----- PAGE EXCERPT

Sunday, July 7, 2019

White Material (Claire Denis, 2009)


White Material (Claire Denis, 2009)

Cast: Isabelle Huppert, Christopher Lambert, Nicolas Devauchelle, William Nadylam, Michel Subor, Isaach De Bankolé, Adèle Ado, Ali Barkai. Screenplay: Claire Denis, Marie N'Diaye, Lucie Borleteau. Cinematography: Yves Cape. Production design: Abiassi Saint-Père. Film editing: Guy Lecorne. Music: Stuart Staples. 

Isabelle Huppert is an almost routinely extraordinary actress, and she gives one of her most striking performances in White Material, about the French owner of a coffee plantation in Africa. This is a far cry from Sydney Pollack's Out of Africa (1987), the glossy Oscar winner. Huppert's Maria Vial is a woman determined to the point of madness to get out her coffee crop during a civil war, even though the authorities have insisted she and her family should leave. Her husband, André (Christopher Lambert), is ready to flee, but she persists, even after their lazy, self-indulgent son, Manuel (Nicolas Duvauchelle), is captured by young rebel soldiers, abused, and possibly raped. Things continue to escalate in ever more complex and chaotic ways. It's an often harrowing film, held together in large part by Huppert's magnetism. 

Friday, July 5, 2019

L'Humanité (Bruno Dumont, 1999)



Cast: Emmanuel Schotté, Séverine Caneele, Philippe Tullier, Ghislain Ghesquère, Ginette Allègre. Screenplay: Bruno Dumont. Cinematography: Yves Cape. Production design: Marc-Philippe Guerig. Film editing: Guy Lecorne. Music: Richard Cuvillier.

Emmanuel Schotté's performance as an unlikely police detective in L'Humanité won the best actor award at Cannes. The film, about the detective's efforts to solve a case involving the rape and murder of a little girl,  is full of enigmatic moments and even paranormal events that test a viewer's credulity, but it winds up exerting a kind of exasperated fascination.

Friday, December 21, 2018

Let the Sunshine In (Claire Denis, 2017)

----------
----- RAW RECORDS

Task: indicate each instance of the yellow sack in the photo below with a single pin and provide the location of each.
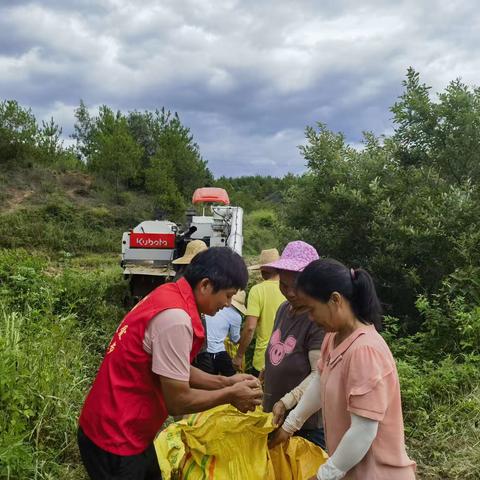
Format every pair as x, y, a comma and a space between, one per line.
224, 444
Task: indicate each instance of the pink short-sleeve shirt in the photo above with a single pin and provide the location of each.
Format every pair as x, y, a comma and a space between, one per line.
360, 376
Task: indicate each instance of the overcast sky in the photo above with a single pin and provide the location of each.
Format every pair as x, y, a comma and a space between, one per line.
245, 76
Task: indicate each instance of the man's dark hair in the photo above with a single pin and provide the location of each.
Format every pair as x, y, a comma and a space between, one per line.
221, 265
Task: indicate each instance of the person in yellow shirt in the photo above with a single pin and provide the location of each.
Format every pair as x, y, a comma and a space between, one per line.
263, 302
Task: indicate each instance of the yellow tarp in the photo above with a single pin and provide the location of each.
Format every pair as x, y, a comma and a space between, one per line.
225, 444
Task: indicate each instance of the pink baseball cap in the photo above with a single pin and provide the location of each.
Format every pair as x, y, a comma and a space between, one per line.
295, 257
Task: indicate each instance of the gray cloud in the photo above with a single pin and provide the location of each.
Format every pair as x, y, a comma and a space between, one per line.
245, 76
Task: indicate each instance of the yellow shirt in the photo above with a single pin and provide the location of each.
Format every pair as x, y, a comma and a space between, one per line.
263, 302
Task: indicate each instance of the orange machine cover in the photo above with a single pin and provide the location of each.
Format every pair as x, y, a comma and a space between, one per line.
210, 194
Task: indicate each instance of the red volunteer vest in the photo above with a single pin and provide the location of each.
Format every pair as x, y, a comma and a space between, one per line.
125, 407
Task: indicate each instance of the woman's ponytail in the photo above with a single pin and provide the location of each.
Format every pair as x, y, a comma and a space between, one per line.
323, 277
365, 302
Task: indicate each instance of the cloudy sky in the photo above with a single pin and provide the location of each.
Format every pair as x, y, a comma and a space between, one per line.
245, 76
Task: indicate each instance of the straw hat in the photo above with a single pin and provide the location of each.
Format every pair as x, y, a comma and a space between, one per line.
193, 247
238, 301
267, 256
295, 257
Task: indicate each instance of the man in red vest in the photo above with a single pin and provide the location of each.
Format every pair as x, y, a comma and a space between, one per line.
146, 373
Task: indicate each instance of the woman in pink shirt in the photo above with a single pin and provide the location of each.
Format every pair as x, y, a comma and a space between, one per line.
357, 386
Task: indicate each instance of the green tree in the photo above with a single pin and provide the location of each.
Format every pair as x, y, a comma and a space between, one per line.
444, 135
160, 183
18, 132
116, 156
84, 132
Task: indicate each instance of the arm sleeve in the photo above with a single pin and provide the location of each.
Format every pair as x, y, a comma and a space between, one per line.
172, 336
254, 304
352, 448
369, 383
307, 406
235, 325
291, 398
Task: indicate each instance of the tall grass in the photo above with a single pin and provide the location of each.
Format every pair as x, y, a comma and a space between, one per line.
53, 332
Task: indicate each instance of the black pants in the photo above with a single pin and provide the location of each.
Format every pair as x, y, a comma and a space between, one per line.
215, 363
103, 465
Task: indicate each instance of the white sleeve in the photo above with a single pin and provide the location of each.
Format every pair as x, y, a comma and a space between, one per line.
306, 407
353, 446
291, 398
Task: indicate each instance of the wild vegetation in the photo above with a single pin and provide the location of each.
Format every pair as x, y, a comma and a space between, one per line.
406, 207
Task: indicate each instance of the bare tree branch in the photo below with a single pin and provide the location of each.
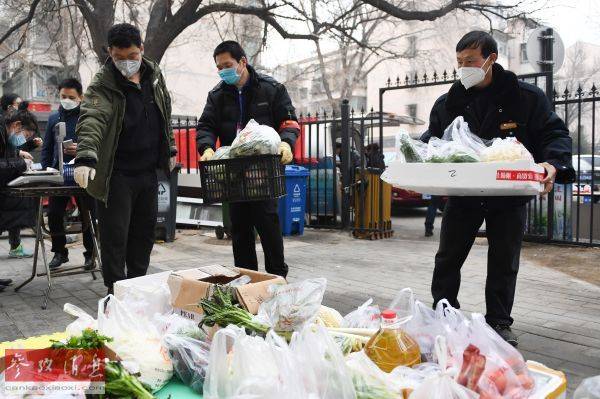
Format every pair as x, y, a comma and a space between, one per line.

----------

AIM OF THE EXERCISE: Reproduce word for word the part of the film review excerpt above that begins at "Friday, July 5, 2019" and stops after "(Claire Denis, 2017)".

CORRECT RESPONSE:
Friday, July 5, 2019

L'Humanité (Bruno Dumont, 1999)



Cast: Emmanuel Schotté, Séverine Caneele, Philippe Tullier, Ghislain Ghesquère, Ginette Allègre. Screenplay: Bruno Dumont. Cinematography: Yves Cape. Production design: Marc-Philippe Guerig. Film editing: Guy Lecorne. Music: Richard Cuvillier.

Emmanuel Schotté's performance as an unlikely police detective in L'Humanité won the best actor award at Cannes. The film, about the detective's efforts to solve a case involving the rape and murder of a little girl,  is full of enigmatic moments and even paranormal events that test a viewer's credulity, but it winds up exerting a kind of exasperated fascination.

Friday, December 21, 2018

Let the Sunshine In (Claire Denis, 2017)